» **EXERCISE AIM**: Write out the stretch of lines below that begins at the line with "positive clicks: (691, 285)" and ends at the line with "287L704 288L703 280L635", including both, exactly as given and nothing more.

─── SUPPLIED INFORMATION

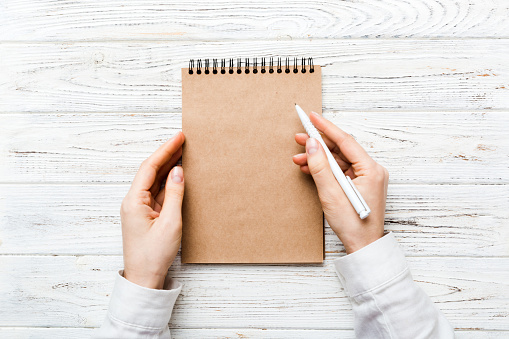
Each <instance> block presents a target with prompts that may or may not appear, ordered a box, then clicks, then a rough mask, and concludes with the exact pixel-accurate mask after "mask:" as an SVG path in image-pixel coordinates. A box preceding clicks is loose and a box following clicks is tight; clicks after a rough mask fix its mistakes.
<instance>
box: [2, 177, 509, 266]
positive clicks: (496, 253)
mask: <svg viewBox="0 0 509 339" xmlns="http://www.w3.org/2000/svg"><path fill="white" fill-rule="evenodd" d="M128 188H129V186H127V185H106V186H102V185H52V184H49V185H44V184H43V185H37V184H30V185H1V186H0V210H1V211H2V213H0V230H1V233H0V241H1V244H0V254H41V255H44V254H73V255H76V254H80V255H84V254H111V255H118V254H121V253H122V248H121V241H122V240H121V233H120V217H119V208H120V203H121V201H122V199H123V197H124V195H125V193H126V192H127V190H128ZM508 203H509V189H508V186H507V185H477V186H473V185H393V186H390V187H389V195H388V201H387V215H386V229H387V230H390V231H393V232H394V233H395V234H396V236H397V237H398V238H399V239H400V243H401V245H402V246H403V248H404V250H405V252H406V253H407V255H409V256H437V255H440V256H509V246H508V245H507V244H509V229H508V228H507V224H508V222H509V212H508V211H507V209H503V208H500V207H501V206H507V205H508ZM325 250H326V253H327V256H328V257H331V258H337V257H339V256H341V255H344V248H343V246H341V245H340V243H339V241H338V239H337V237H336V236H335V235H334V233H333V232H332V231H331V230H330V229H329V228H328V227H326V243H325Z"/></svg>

──────
─── SUPPLIED INFORMATION

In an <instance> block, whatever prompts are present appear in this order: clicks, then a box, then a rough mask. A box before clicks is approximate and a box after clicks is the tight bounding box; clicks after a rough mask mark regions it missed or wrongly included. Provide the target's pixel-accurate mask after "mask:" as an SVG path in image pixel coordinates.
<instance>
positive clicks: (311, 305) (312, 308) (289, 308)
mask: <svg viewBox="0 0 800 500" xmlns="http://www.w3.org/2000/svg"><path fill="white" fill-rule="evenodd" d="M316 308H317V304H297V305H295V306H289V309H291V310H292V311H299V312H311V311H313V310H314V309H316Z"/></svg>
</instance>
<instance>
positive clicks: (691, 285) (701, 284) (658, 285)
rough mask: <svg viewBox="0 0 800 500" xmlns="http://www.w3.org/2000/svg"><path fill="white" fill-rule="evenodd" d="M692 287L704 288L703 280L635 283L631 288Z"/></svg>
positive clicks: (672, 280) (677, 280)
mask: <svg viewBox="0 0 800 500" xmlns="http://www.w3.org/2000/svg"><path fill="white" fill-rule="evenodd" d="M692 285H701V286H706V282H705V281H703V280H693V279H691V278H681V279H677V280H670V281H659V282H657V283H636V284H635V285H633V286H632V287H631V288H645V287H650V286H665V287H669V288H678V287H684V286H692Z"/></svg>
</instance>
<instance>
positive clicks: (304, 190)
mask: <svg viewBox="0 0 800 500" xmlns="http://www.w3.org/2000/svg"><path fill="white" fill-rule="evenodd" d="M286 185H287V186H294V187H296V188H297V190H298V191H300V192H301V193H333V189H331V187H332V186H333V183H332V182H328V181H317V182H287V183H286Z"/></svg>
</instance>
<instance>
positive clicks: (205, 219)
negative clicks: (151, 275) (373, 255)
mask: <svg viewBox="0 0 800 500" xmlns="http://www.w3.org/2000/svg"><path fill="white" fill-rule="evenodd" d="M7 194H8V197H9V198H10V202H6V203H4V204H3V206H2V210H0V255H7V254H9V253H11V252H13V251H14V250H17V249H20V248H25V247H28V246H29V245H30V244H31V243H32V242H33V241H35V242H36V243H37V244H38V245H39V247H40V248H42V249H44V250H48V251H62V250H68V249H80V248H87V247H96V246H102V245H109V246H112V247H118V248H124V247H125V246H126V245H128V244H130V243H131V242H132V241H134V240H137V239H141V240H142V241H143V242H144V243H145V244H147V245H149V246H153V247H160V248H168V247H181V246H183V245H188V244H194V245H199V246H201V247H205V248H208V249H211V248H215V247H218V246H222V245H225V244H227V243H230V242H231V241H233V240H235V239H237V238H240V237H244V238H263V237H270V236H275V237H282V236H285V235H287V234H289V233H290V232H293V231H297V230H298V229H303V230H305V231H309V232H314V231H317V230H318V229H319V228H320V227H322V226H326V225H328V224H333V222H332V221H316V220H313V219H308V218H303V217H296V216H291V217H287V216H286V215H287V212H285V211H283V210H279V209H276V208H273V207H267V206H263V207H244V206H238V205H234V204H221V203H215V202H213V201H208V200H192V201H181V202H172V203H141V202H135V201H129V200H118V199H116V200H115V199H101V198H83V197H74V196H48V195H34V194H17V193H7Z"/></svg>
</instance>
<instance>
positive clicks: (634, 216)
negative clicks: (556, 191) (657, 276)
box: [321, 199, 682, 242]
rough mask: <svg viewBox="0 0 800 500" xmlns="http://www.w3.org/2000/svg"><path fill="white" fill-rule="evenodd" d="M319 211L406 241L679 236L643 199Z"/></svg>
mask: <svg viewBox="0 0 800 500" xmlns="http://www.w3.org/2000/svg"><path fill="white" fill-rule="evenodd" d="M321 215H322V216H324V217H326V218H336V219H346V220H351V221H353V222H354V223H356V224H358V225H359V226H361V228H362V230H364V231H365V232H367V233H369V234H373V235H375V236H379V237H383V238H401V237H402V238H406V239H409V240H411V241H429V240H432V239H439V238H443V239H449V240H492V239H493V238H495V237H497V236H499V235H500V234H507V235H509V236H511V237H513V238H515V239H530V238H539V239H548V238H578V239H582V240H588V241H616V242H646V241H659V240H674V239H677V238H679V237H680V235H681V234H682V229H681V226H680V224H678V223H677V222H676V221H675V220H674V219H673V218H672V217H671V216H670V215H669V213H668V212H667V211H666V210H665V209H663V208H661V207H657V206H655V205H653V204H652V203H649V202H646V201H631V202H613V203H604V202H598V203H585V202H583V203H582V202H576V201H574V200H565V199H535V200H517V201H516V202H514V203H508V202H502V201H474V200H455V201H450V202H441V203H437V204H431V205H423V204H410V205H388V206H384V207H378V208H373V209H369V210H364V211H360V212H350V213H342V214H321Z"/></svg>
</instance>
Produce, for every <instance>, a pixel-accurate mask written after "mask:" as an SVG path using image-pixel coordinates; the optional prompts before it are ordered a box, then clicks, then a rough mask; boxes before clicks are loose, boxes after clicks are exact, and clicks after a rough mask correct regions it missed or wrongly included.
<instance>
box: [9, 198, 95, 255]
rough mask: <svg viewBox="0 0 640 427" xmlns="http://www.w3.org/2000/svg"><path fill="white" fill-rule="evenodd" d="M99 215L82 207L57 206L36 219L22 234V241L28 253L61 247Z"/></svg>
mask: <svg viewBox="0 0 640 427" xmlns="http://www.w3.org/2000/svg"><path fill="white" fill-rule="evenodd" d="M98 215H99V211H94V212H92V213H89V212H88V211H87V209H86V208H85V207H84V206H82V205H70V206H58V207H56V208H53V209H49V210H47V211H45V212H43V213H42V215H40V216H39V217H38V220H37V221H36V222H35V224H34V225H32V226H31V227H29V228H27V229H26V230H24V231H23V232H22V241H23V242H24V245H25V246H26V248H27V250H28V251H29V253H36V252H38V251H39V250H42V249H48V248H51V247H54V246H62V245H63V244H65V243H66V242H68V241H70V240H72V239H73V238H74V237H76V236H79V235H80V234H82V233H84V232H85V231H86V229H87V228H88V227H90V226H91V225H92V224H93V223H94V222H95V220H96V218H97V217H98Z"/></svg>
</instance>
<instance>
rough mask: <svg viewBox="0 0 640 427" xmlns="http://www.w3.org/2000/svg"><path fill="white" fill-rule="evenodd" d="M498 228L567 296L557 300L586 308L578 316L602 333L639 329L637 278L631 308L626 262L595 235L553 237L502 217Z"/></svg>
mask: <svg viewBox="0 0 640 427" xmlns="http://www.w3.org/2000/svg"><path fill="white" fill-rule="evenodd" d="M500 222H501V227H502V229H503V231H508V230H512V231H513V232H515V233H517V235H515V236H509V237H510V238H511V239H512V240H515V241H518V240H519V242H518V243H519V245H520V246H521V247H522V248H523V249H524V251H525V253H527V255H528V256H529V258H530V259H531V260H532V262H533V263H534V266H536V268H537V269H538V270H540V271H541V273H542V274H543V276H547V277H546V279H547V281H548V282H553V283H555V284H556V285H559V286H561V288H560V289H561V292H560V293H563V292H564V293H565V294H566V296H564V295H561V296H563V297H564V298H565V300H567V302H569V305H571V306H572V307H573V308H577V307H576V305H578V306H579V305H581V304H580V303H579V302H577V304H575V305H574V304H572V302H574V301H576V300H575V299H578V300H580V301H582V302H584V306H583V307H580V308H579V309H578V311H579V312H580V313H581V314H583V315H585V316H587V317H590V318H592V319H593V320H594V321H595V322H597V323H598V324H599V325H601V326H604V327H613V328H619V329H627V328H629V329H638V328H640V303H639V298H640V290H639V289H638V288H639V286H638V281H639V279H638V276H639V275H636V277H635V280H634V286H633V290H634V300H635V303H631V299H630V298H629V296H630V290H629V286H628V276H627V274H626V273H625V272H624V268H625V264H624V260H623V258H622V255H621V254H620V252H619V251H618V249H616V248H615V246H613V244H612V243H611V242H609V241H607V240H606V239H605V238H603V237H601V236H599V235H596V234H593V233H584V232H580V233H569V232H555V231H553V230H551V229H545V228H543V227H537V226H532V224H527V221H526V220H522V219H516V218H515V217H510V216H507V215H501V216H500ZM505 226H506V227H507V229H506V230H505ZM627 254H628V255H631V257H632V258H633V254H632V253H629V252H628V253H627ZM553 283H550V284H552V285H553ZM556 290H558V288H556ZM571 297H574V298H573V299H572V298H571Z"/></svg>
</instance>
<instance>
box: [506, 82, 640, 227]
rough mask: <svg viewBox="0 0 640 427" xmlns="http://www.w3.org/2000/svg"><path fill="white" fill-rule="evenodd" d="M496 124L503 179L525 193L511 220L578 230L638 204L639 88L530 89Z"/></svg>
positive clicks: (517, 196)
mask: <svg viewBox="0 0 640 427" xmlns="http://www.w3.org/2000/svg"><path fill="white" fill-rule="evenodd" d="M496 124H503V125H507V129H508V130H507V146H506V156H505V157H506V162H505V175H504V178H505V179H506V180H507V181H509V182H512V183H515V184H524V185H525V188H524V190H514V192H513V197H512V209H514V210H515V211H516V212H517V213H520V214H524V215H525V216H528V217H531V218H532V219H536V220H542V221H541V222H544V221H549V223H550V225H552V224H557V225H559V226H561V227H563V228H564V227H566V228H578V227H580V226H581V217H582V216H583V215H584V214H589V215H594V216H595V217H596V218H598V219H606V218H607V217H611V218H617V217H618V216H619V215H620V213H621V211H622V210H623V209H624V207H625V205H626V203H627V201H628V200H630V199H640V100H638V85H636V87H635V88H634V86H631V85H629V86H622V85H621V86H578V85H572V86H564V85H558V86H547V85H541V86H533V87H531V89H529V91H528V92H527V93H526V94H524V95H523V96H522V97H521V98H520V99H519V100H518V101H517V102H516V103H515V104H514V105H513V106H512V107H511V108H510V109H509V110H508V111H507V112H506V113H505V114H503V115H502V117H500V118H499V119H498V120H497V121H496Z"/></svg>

──────

» **WRITTEN RESPONSE**:
positive clicks: (691, 285) (701, 284) (658, 285)
rough mask: <svg viewBox="0 0 800 500" xmlns="http://www.w3.org/2000/svg"><path fill="white" fill-rule="evenodd" d="M692 287L704 288L703 280L635 283L631 288Z"/></svg>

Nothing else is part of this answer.